> [PROBLEM DETAILS]
Quote verbatim the lines of the listing below, from the line containing "Bet you can't find black heeled" up to and including the line containing "[80,304,192,447]".

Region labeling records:
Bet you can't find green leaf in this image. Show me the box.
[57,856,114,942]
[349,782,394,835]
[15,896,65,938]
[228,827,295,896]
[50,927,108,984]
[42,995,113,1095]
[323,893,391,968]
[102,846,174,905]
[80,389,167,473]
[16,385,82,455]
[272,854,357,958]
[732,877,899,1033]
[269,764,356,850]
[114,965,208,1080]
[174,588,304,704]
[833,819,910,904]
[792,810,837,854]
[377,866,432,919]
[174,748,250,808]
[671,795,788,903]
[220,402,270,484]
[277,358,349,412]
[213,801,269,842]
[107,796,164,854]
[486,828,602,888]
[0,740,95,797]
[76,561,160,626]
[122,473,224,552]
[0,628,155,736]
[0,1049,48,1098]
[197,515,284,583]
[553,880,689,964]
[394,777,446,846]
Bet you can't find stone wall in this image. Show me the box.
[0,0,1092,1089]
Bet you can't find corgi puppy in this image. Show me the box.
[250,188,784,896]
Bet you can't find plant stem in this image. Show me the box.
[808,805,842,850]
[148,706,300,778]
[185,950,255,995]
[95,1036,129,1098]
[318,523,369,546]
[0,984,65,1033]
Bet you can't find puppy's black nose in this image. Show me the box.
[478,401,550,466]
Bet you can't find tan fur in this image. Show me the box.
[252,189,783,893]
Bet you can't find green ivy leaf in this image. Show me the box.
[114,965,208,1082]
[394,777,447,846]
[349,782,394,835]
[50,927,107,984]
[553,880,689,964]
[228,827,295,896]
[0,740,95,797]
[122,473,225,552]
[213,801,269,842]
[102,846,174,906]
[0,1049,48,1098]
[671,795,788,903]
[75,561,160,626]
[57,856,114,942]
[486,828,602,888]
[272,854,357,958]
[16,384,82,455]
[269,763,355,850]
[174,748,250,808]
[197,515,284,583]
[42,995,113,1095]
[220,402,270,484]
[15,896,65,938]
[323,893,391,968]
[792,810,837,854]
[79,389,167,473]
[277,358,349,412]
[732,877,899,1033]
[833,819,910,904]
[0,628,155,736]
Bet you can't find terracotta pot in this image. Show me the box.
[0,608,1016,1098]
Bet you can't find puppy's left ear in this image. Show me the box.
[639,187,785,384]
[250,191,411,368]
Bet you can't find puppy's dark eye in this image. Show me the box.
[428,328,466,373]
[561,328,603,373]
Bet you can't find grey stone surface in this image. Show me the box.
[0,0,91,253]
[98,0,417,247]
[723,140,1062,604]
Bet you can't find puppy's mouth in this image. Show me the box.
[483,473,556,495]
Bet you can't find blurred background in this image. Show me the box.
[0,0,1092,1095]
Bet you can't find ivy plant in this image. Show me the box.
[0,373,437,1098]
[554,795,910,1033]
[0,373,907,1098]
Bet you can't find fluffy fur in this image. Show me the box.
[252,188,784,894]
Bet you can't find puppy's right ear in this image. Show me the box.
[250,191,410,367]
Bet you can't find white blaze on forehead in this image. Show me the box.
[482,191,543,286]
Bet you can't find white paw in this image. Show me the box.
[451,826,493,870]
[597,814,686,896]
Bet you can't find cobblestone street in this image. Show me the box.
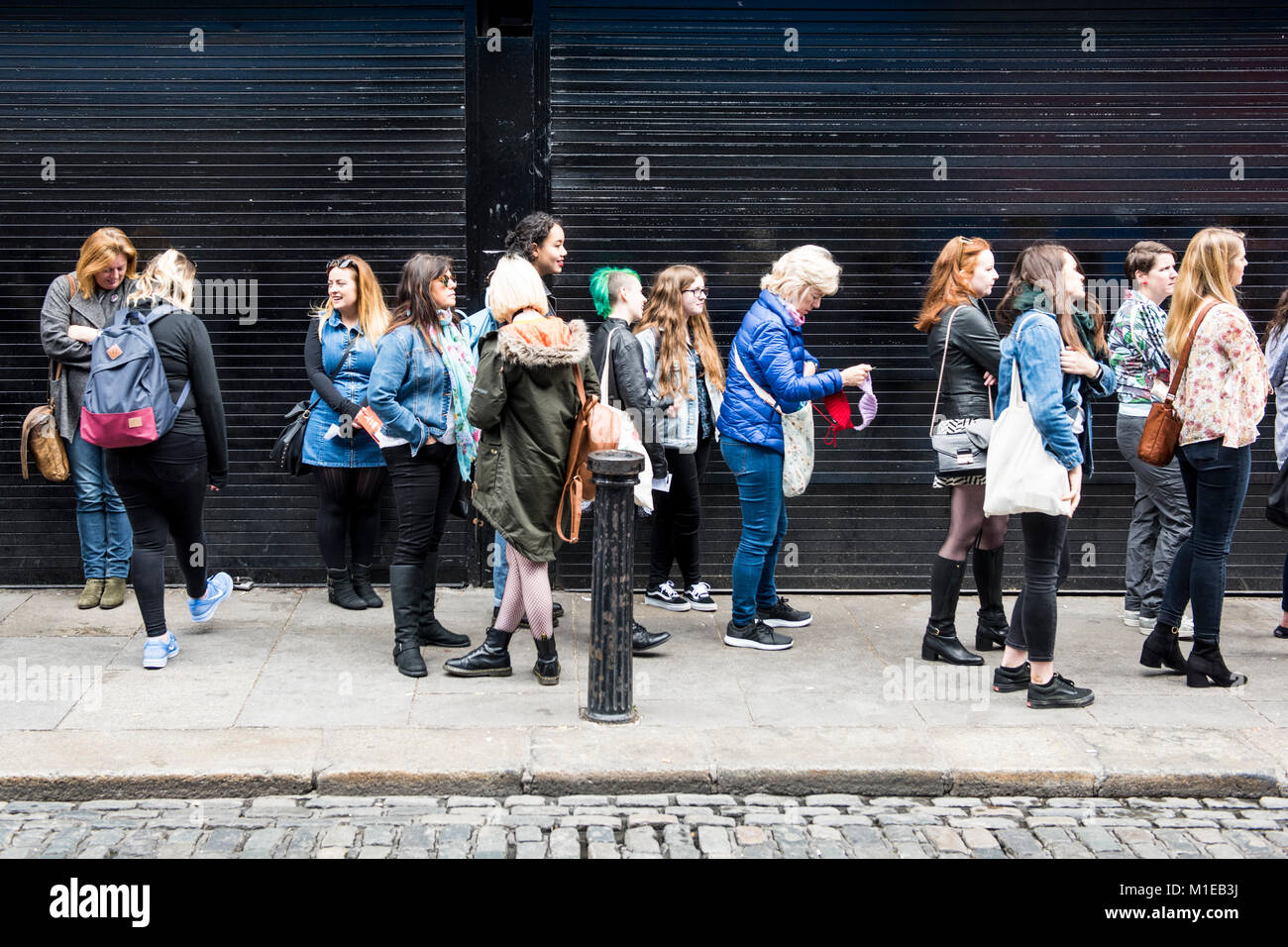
[0,793,1288,858]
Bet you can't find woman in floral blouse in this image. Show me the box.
[1140,227,1270,686]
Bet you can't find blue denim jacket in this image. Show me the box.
[997,309,1090,471]
[368,326,452,456]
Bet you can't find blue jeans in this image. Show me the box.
[720,437,787,625]
[67,428,134,579]
[1158,440,1252,644]
[492,532,510,608]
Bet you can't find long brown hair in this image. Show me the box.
[915,237,993,333]
[635,264,725,397]
[997,240,1107,359]
[1163,227,1245,359]
[386,254,460,351]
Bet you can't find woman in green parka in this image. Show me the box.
[443,257,599,684]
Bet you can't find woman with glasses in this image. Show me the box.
[364,254,478,678]
[635,265,725,612]
[303,254,389,609]
[915,237,1009,665]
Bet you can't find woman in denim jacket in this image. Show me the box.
[635,265,724,612]
[993,244,1116,708]
[368,254,478,678]
[303,254,389,609]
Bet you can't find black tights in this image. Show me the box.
[313,467,385,570]
[939,484,1010,562]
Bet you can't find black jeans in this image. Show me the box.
[107,432,207,638]
[313,467,386,570]
[648,437,715,588]
[1006,513,1070,661]
[1158,440,1252,644]
[381,443,461,585]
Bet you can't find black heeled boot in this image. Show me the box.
[416,585,471,648]
[349,563,385,608]
[921,556,984,665]
[1140,621,1186,674]
[532,635,559,686]
[443,627,514,678]
[389,566,429,678]
[326,570,368,612]
[973,546,1012,651]
[1185,638,1248,686]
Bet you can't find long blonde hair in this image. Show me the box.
[76,227,139,299]
[313,254,389,347]
[635,264,725,397]
[125,248,197,312]
[1164,227,1244,359]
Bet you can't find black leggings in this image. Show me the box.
[382,442,461,585]
[313,467,385,570]
[107,432,206,638]
[648,437,715,588]
[1006,513,1070,661]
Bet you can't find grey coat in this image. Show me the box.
[40,274,136,442]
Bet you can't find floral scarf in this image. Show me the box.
[438,310,480,480]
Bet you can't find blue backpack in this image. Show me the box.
[80,304,192,447]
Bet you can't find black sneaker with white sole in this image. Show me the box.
[756,595,814,627]
[683,582,716,612]
[644,582,693,612]
[725,618,793,651]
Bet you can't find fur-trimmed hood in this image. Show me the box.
[497,316,590,368]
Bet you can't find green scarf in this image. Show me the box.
[1013,282,1104,359]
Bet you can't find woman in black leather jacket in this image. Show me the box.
[917,237,1008,665]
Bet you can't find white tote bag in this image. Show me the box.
[984,327,1072,517]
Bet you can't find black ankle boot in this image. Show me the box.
[416,585,471,648]
[1140,621,1186,674]
[326,570,368,611]
[532,635,559,685]
[973,546,1010,651]
[389,566,429,678]
[1185,638,1248,686]
[443,627,514,678]
[921,556,984,665]
[349,563,385,608]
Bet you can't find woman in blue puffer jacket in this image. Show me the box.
[716,245,871,651]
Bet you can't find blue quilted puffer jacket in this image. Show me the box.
[716,290,842,454]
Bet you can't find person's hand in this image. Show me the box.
[1064,464,1082,517]
[1060,347,1100,377]
[841,365,872,388]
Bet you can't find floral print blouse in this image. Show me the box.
[1176,303,1270,447]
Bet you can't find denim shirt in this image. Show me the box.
[368,326,452,456]
[997,309,1090,471]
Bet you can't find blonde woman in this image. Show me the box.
[303,254,389,609]
[716,244,871,651]
[635,265,725,612]
[40,227,138,608]
[1140,227,1270,686]
[107,250,233,670]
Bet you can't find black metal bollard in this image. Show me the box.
[587,451,644,723]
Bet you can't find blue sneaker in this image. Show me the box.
[188,573,233,621]
[143,631,179,672]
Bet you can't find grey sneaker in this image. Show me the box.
[725,618,793,651]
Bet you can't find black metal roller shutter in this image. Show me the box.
[0,0,472,585]
[550,0,1288,591]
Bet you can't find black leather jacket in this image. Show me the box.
[926,299,1002,417]
[590,317,671,476]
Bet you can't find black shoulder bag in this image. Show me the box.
[268,335,357,476]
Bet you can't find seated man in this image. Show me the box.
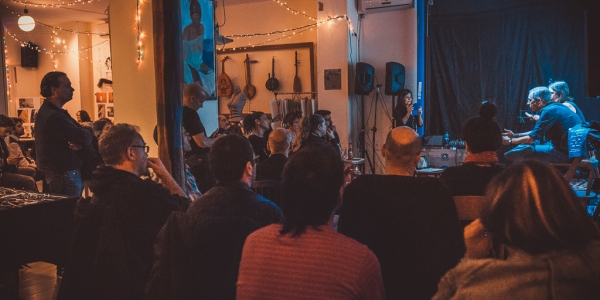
[256,128,292,181]
[146,135,282,300]
[0,115,38,192]
[440,102,504,196]
[58,124,190,299]
[502,86,582,162]
[338,126,465,299]
[236,146,384,299]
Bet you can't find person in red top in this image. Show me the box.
[236,145,385,299]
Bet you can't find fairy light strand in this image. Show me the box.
[273,0,317,21]
[135,0,144,65]
[10,0,97,8]
[0,5,106,36]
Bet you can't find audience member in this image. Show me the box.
[210,115,230,139]
[256,128,291,180]
[294,114,331,151]
[243,111,271,162]
[183,83,217,193]
[548,81,585,123]
[315,109,342,154]
[338,127,465,299]
[0,115,38,192]
[151,126,202,202]
[146,135,282,300]
[433,161,600,300]
[92,118,113,139]
[75,110,93,127]
[35,72,92,197]
[236,147,385,299]
[440,101,504,196]
[8,118,37,169]
[502,86,582,162]
[283,111,302,149]
[58,124,189,299]
[392,89,423,131]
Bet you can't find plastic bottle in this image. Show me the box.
[348,143,354,159]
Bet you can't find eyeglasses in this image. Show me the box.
[129,145,150,153]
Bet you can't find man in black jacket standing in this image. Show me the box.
[35,72,92,197]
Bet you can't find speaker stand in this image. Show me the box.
[358,95,375,174]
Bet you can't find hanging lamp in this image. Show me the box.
[18,6,35,32]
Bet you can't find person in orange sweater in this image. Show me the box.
[236,144,385,299]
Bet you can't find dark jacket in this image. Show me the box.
[256,154,287,181]
[58,166,189,299]
[35,101,92,173]
[146,182,282,300]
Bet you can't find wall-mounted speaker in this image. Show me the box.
[21,42,38,68]
[385,62,405,95]
[354,62,375,95]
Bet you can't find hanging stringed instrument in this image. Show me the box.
[294,51,302,93]
[217,56,233,97]
[244,54,258,100]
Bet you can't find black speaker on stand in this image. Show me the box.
[354,62,375,174]
[385,61,406,128]
[21,42,38,68]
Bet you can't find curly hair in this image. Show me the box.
[280,145,344,236]
[40,71,67,98]
[98,123,142,165]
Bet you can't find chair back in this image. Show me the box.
[454,196,484,221]
[252,180,283,205]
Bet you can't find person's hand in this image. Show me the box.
[146,157,171,179]
[6,156,25,165]
[69,142,81,151]
[327,128,335,140]
[464,219,493,259]
[502,129,515,138]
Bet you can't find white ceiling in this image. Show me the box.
[0,0,110,32]
[0,0,273,32]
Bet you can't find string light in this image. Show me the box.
[135,0,144,65]
[4,27,109,65]
[2,37,12,102]
[225,16,346,39]
[221,16,356,52]
[10,0,96,8]
[273,0,317,21]
[0,5,106,36]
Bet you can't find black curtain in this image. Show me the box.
[426,0,585,139]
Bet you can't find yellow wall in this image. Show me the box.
[110,0,158,156]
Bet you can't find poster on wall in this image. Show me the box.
[180,0,217,100]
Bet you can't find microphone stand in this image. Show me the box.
[369,84,382,174]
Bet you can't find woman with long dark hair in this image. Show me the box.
[433,160,600,300]
[393,89,423,131]
[244,111,271,162]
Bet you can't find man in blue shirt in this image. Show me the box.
[502,87,582,162]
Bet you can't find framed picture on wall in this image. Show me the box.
[179,0,217,100]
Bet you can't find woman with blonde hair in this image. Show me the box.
[433,161,600,299]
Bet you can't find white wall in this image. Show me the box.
[355,8,418,174]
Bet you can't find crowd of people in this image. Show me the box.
[0,72,600,299]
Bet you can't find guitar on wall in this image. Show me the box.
[217,56,233,97]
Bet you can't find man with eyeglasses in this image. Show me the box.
[338,126,465,299]
[58,124,190,299]
[183,83,222,193]
[502,86,582,162]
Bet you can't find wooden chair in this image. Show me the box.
[550,152,600,196]
[454,196,484,221]
[252,180,283,205]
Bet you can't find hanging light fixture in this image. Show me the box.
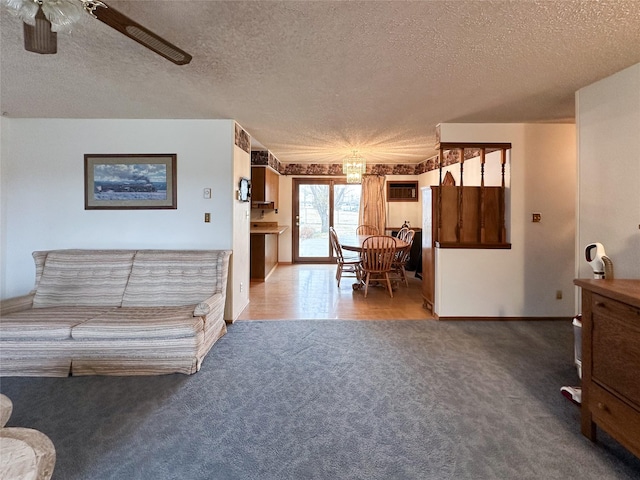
[342,150,367,183]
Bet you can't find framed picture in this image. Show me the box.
[84,154,177,210]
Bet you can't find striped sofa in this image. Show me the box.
[0,250,231,376]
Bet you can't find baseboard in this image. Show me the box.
[433,314,573,322]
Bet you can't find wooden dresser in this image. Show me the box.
[574,279,640,457]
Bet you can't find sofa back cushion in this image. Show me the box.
[122,250,231,307]
[33,250,135,308]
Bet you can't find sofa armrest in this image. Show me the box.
[0,291,36,315]
[193,293,225,317]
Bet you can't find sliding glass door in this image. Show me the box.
[293,178,361,263]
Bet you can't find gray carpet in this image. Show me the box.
[0,320,640,480]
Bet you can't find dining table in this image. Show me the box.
[340,234,409,253]
[339,234,409,290]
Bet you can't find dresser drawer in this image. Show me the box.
[589,383,640,456]
[591,294,640,402]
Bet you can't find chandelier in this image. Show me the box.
[342,150,367,183]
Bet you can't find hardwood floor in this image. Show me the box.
[238,264,433,320]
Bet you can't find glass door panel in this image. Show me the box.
[297,184,331,261]
[293,178,361,263]
[332,183,362,242]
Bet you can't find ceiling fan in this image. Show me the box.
[0,0,191,65]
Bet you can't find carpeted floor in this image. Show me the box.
[0,320,640,480]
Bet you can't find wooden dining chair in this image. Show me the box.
[356,225,380,235]
[360,235,396,298]
[391,229,416,287]
[329,227,362,287]
[396,227,409,242]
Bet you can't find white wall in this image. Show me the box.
[1,119,245,318]
[225,142,251,320]
[428,124,576,317]
[576,64,640,278]
[385,175,422,228]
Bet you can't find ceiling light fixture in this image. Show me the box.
[0,0,191,65]
[342,150,367,183]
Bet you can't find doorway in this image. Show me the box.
[292,178,362,263]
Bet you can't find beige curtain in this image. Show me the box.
[358,175,387,235]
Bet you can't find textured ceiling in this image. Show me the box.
[0,0,640,163]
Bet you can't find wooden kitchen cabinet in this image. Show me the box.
[574,279,640,457]
[251,166,280,210]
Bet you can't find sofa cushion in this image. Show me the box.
[33,250,135,308]
[122,250,229,307]
[0,307,112,342]
[71,305,204,340]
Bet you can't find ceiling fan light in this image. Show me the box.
[0,0,39,25]
[42,0,83,33]
[24,8,58,55]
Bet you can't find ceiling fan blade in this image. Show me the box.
[89,2,192,65]
[24,6,58,54]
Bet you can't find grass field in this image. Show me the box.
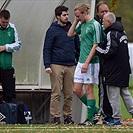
[95,85,133,119]
[0,124,133,133]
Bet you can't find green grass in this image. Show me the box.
[0,124,133,133]
[94,85,133,119]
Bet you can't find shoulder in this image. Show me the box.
[9,22,15,28]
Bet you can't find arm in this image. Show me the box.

> [RESPONSE FOR THIS EXERCISE]
Bet you can't find black heeled boot in this image. Show me the box.
[416,585,471,648]
[349,563,385,608]
[921,556,984,665]
[1140,621,1186,674]
[532,635,559,686]
[443,627,514,678]
[389,566,429,678]
[326,570,368,612]
[973,546,1012,651]
[1185,638,1248,686]
Bet you can't find long blonde hair in this image. Show me the box.
[76,227,139,299]
[313,254,389,347]
[635,264,725,397]
[125,248,197,312]
[1164,227,1244,359]
Bet you can't find black leggings in this image. Show me the box.
[382,442,461,585]
[313,467,385,570]
[107,432,206,638]
[648,437,715,588]
[1006,513,1070,661]
Bet you can't find grey coat in this image. Show me the box.
[40,274,136,442]
Bet you can't find floral scarf in this image. Show me the box.
[438,310,480,480]
Bet you can't find blue backpack in this image. Show me the box.
[80,304,192,447]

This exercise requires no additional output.